Liste des tâches ::
a. Dans l'extrait, quel mot Aurianne choisit-elle pour résumer l'atelier d'écriture ?
b. Relevez chaque ligne des enregistrements qui contient le mot "dense", en respectant la casse.

Extrait du texte ::
──────────

Porte ouverte au Lycée d'horticulture et du paysage de Montreuil. Bruno y anime des ateliers d'écriture depuis trois ans, auprès d'élèves en classes préparatoires. L'atelier s'intitule "Du paysage au visage". Il s'agit de mettre en mots la relation entre le paysage et celui qui l'habite.

Bruno instaure avec les élèves un rapport de confiance. Tout à l'heure, ils vont lire leurs textes en public, dans les serres du lycée. Tandis que Bruno répète avec une partie d'entre-eux - "Respire, prends ton temps..." - j'interroge les autres sur leur intérêt pour cet atelier. Qu'est-ce qu'ils en retiennent ? Qu'est-ce que ça leur apporte ? Pour Louise, "Ici c'est sans complexe, pas besoin de faire bien, juste besoin d'essayer." Pour Baptiste, "Travailler avec Bruno apporte une sensibilité, une vision différente de l'écriture, il nous donne des outils." Et comme en écho, j'entends Bruno qui conseille Manon et Solène : "Etre précis, concis, concret." Et cet autre conseil pour la lecture, très beau : "Il suffit de penser de s'adresser à la personne qui est le plus loin de toi."

Avec Baptiste et Philippe
Avec Louise
Avec Solène 

Et s'il fallait résumer l'atelier d'écriture en un mot ? "Stimulant" pour Philippe
"oser" pour Aurianne
"découverte" pour Yolène
"récréatif" pour Baptiste
"posé" pour Louise
"être soi-même" pour Chloé
 "voyage intérieur" pour Manon.




Lire en public, dans une serre, parmi les fleurs...




Midi. Sandwich rillettes-cornichons au "Régal de Vincennes"...
Qu'est-ce que tu écris en ce moment ? Bruno poursuit un travail d'écriture au long cours. Son texte Perdus dans l'immensité en est à sa troisième saison d'écriture. Bruno a pour objectif d'écrire à partir de chacun des cent articles du journal Le Monde daté du 1er février 2008. Projet ambitieux et dont il a terminé les deux premières "saisons" : "Tu trembles", et "Eblouissements". Ecrire une saga. Quel formidable élan de création en ces temps de zapping déprimant !

La dernière étape de cette journée se déroule aux Ulis. Bruno, à la demande de l'Espace Culturel Boris Vian, anime un atelier de dessin qu'il a intitulé "Visage inattendu". Il s'agit d'un travail sur le portrait, sur l'ombre et la lumière, sur la déstructuration de la vision académique du visage.

──────────

Informations fournies ::
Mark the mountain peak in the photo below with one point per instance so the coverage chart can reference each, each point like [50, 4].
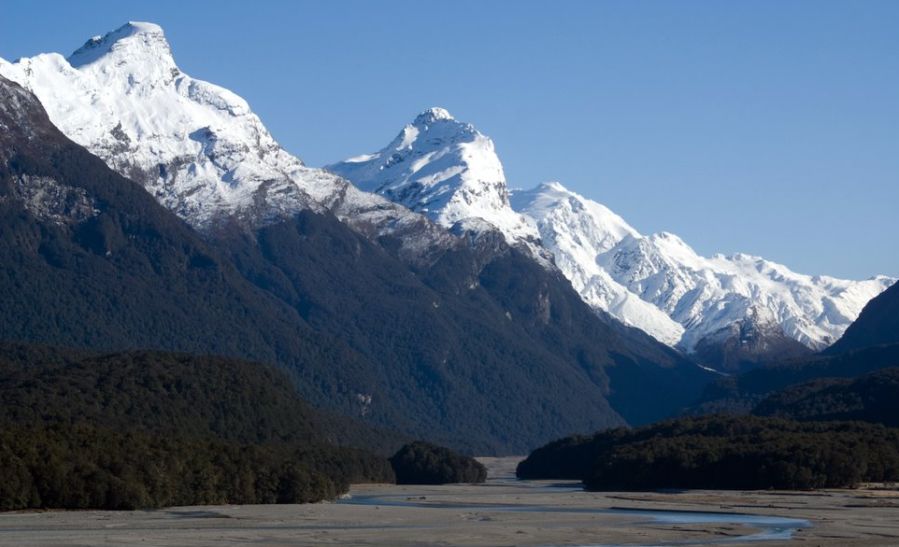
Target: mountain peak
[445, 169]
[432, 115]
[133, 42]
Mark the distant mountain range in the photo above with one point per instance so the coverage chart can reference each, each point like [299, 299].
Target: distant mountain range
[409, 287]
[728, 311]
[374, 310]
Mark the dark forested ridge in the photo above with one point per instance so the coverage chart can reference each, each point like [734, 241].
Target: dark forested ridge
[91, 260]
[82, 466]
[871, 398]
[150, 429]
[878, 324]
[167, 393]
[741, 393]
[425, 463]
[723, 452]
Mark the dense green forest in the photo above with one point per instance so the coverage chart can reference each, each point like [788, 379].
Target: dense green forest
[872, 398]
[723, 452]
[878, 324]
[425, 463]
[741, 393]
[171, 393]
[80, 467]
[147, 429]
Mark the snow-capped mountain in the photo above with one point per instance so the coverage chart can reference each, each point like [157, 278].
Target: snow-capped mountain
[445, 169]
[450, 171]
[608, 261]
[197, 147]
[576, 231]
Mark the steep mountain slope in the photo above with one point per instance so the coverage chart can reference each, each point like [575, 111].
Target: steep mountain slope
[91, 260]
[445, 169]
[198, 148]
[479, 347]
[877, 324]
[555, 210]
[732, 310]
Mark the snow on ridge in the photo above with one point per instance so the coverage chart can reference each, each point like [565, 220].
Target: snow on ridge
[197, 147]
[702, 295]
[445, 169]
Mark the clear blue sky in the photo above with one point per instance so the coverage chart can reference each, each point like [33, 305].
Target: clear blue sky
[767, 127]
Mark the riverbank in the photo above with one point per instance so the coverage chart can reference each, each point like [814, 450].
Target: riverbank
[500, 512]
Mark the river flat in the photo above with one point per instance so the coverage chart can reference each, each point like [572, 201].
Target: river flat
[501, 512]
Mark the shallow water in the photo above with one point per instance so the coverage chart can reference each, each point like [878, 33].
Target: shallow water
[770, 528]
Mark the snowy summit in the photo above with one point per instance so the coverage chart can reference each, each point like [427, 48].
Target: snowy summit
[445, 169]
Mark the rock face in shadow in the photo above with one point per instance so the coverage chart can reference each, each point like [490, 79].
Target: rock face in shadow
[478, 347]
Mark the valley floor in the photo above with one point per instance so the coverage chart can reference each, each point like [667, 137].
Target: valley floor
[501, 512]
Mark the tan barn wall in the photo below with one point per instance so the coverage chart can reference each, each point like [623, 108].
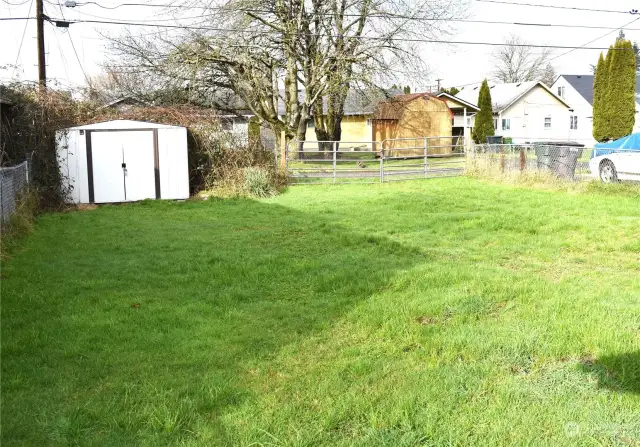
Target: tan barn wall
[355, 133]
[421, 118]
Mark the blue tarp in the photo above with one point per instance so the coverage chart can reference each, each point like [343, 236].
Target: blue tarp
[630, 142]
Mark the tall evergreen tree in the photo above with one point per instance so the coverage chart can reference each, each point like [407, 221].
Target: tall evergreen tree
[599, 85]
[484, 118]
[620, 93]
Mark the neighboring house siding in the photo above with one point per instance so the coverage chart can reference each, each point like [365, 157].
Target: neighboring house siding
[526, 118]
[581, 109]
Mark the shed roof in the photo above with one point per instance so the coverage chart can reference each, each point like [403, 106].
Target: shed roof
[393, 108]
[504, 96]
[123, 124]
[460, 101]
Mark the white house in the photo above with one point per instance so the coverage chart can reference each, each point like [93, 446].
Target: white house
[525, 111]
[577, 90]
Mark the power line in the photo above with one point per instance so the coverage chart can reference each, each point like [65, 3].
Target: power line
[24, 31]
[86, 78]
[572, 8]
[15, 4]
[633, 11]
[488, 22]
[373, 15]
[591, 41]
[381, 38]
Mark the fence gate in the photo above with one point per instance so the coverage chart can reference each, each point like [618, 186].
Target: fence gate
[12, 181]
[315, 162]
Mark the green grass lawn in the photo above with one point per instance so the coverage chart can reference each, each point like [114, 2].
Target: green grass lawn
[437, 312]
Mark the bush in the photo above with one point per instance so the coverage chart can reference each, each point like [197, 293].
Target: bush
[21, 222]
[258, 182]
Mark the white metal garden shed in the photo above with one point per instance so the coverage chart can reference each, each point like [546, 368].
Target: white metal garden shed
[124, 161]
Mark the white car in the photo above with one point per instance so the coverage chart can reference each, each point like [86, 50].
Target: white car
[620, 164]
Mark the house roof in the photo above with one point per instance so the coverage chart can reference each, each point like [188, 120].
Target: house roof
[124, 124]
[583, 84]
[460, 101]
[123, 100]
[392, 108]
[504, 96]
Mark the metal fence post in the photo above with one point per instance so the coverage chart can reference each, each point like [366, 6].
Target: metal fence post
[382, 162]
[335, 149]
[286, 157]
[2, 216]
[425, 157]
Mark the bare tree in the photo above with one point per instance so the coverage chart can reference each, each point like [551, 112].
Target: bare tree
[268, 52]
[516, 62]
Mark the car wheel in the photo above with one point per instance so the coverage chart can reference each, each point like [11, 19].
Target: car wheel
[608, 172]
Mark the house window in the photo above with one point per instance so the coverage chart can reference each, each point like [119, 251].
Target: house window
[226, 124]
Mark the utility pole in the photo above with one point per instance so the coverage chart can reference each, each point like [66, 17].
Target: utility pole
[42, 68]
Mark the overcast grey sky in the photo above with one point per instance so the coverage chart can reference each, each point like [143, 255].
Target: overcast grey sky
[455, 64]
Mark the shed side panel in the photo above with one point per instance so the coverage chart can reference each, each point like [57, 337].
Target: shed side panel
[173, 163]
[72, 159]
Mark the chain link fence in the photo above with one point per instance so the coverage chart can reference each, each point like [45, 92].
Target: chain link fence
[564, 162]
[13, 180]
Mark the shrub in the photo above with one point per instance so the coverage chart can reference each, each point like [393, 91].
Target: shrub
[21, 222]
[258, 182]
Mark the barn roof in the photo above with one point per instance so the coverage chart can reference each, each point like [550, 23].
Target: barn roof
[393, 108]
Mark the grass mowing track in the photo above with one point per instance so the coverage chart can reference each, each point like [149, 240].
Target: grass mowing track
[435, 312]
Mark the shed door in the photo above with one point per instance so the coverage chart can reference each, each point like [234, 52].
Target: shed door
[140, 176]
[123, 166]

──────────

Réponses ::
a. Aurianne choisit le mot « oser ».

b.
Mark the dense green forest in the photo above with one point per instance so the coverage chart can reference each, each point like [788, 379].
Target: dense green forest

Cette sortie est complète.